## WHAT YOU SHOULD DO:
Copy every line of the records below without any change.

** start THE RECORDS **

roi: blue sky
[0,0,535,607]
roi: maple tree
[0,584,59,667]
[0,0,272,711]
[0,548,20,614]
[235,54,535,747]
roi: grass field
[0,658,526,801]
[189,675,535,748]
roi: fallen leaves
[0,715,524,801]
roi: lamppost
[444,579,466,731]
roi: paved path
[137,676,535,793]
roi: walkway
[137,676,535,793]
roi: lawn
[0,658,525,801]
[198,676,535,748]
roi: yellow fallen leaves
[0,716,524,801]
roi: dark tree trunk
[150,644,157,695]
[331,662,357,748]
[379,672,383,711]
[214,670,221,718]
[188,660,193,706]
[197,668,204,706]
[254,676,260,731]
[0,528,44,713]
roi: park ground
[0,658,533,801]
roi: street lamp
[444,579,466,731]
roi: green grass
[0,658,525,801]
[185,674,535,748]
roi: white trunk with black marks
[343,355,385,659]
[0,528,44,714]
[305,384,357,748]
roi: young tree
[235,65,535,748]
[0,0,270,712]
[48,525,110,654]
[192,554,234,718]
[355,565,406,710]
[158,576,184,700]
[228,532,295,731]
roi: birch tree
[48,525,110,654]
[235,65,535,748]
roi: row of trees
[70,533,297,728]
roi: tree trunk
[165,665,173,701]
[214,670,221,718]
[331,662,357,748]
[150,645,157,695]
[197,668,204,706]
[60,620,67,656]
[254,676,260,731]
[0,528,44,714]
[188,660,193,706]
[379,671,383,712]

** end THE RECORDS **

## EXERCISE RESPONSE:
roi: blue sky
[0,0,535,607]
roi: maple tree
[0,584,59,667]
[0,0,272,711]
[0,548,20,614]
[235,54,535,747]
roi: grass field
[0,658,526,801]
[189,675,535,748]
roi: fallen leaves
[0,715,524,801]
roi: lamppost
[444,579,466,731]
roi: paved path
[137,676,535,793]
roi: walkway
[137,676,535,793]
roi: lawn
[0,658,525,801]
[198,676,535,748]
roi: yellow fallen leaves
[0,716,524,801]
roi: dark tree trunk
[150,644,157,695]
[331,662,357,748]
[379,672,383,711]
[214,670,221,718]
[188,660,193,706]
[197,668,204,706]
[254,676,260,731]
[0,528,44,713]
roi: park ground
[0,658,533,801]
roi: street lamp
[444,579,466,731]
roi: green grass
[0,658,525,801]
[185,674,535,748]
roi: white trunk with black marks
[343,355,385,659]
[0,528,44,714]
[305,384,357,748]
roi: young tree
[235,65,535,748]
[0,0,270,712]
[48,525,110,654]
[192,554,234,718]
[355,565,406,710]
[158,576,184,700]
[228,532,295,731]
roi: birch tree
[48,525,110,654]
[235,65,535,748]
roi: row of trees
[70,533,297,728]
roi: tree trunk
[165,665,173,701]
[214,670,221,718]
[331,662,357,748]
[150,645,157,695]
[197,668,204,706]
[60,620,67,656]
[254,676,260,731]
[0,528,44,714]
[188,660,193,706]
[379,671,383,712]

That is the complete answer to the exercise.